§ **Short problem**
Reproduce all of the records below word for word, leaving out the pictures.
---------- Supplied data ----------
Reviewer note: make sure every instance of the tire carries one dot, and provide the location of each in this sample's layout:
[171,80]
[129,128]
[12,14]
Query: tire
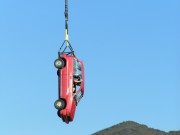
[59,63]
[59,104]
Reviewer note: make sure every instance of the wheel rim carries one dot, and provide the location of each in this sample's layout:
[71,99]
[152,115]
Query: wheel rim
[59,104]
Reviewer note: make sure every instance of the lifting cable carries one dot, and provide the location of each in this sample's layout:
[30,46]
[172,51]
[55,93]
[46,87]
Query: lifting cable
[66,41]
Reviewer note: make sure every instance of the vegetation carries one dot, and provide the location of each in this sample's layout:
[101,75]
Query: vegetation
[133,128]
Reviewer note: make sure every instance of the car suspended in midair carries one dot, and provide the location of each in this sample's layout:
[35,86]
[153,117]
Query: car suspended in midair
[70,71]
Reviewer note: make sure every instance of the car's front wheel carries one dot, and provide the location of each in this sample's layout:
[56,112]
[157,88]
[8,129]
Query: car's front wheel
[59,104]
[59,63]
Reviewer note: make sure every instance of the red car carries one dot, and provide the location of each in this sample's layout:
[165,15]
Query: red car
[71,85]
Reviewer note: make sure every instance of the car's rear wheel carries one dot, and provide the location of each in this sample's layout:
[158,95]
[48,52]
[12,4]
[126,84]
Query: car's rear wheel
[59,63]
[59,104]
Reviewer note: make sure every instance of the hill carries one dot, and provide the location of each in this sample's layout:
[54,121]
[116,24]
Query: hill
[133,128]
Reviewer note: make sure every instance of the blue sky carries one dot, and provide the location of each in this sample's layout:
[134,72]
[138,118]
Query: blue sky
[131,51]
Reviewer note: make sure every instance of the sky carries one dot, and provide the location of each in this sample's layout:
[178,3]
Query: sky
----------
§ **The completed task**
Reviewer note: make sure every instance of the tire carries one dot, and provide the location of each in this sample's layout:
[171,80]
[129,128]
[12,14]
Query: tire
[59,63]
[59,104]
Reviewer note: make sure every instance of the wheel rim carries one dot, and provide the location of each in this sample's layout:
[71,99]
[152,115]
Query: wheel rim
[59,104]
Reviewer note: make sure every instance of the lifting cable carries one dot, and provide the location of each in this sample's layout:
[30,46]
[172,51]
[55,93]
[46,87]
Query: lifting cable
[66,41]
Reviewer note: make sure every instance of the vegetation carries one dot, and provide the location of each in this sample's layout:
[101,75]
Query: vegetation
[133,128]
Reviewer note: make sure every instance of the car suspended in midair carries one dot, and provide the location of each in this sample's layout:
[35,86]
[153,117]
Query: car suspended in midair
[70,71]
Reviewer note: make sure every instance of the car's front wheel carries one dot, and provide the location of each in this sample's layout:
[56,112]
[157,88]
[8,129]
Query: car's front wheel
[59,104]
[59,63]
Reviewer note: make sure every instance of the red car carries one dot, and provide the location of each in this sample's layout:
[165,15]
Query: red car
[71,85]
Reviewer note: make sure every instance of the car's rear wheel carries one dot, and provide the location of each in this sample's layout:
[158,95]
[48,52]
[12,4]
[126,84]
Query: car's rear wheel
[59,63]
[59,104]
Reviewer note: make sure every instance of the hill carries one dot, and provide the location of each in this sample's layout:
[54,121]
[116,24]
Query: hill
[133,128]
Reviewer note: make sure every instance of the blue sky carries one dot, and provide the location of each in this sample's layout:
[134,72]
[138,118]
Query: blue sky
[131,51]
Reviewer note: make sure every instance of the sky carries one dot, and provide the location of each in this sample's layout:
[178,3]
Query: sky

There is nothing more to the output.